__What to work on__:
Find every line below with the word "monitor" in it, and copy each one.

BEGIN Records for this task

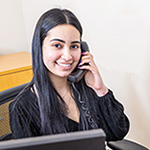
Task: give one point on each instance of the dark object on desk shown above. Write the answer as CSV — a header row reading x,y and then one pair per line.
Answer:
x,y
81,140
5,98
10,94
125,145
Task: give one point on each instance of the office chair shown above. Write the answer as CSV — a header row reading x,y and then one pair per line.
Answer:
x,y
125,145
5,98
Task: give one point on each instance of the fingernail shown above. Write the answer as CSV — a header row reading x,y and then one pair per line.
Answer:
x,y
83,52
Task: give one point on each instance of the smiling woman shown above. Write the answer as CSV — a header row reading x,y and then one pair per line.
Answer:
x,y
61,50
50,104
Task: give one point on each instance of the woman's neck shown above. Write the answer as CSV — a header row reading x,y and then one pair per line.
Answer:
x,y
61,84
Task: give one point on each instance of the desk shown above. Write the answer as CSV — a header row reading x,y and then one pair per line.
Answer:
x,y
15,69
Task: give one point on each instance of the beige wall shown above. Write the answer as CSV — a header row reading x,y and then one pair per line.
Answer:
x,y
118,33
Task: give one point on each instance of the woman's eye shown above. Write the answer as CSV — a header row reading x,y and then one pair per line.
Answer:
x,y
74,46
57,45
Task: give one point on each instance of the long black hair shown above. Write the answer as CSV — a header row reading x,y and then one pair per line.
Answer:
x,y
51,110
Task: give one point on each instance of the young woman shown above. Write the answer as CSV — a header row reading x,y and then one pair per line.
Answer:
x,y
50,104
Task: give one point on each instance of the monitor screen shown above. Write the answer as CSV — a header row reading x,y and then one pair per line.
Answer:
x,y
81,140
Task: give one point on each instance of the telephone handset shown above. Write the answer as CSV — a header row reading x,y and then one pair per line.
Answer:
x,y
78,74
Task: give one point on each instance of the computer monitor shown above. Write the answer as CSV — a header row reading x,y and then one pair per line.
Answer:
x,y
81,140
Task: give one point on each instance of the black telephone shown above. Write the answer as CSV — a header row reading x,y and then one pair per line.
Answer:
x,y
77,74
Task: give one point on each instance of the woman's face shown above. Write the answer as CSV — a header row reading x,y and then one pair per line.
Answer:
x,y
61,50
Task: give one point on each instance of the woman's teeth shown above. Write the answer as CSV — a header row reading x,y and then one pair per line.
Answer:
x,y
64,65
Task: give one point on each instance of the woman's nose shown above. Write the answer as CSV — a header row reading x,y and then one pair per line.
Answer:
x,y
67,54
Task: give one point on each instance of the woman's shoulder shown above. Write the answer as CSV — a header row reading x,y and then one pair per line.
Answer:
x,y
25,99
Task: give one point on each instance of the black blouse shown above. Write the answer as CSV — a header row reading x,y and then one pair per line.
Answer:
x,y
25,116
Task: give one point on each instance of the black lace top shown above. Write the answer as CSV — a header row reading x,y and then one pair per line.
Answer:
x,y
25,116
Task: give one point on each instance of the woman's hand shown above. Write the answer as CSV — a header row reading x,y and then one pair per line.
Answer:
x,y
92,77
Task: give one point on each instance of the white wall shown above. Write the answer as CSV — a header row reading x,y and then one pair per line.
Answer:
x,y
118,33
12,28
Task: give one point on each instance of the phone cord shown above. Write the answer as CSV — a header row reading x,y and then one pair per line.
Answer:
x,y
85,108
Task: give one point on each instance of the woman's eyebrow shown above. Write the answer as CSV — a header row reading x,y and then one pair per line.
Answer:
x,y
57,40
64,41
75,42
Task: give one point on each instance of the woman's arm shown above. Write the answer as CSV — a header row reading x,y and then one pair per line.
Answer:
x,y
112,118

END Records for this task

__Response area__:
Task: give one point on each instance of the monitor screen shown above. Write the answer as CSV — a header row reading x,y and then one pair per line.
Task: give one point on each instance of the computer monitor shown above. Write the answer as CSV — a header row reading x,y and then one pair per line.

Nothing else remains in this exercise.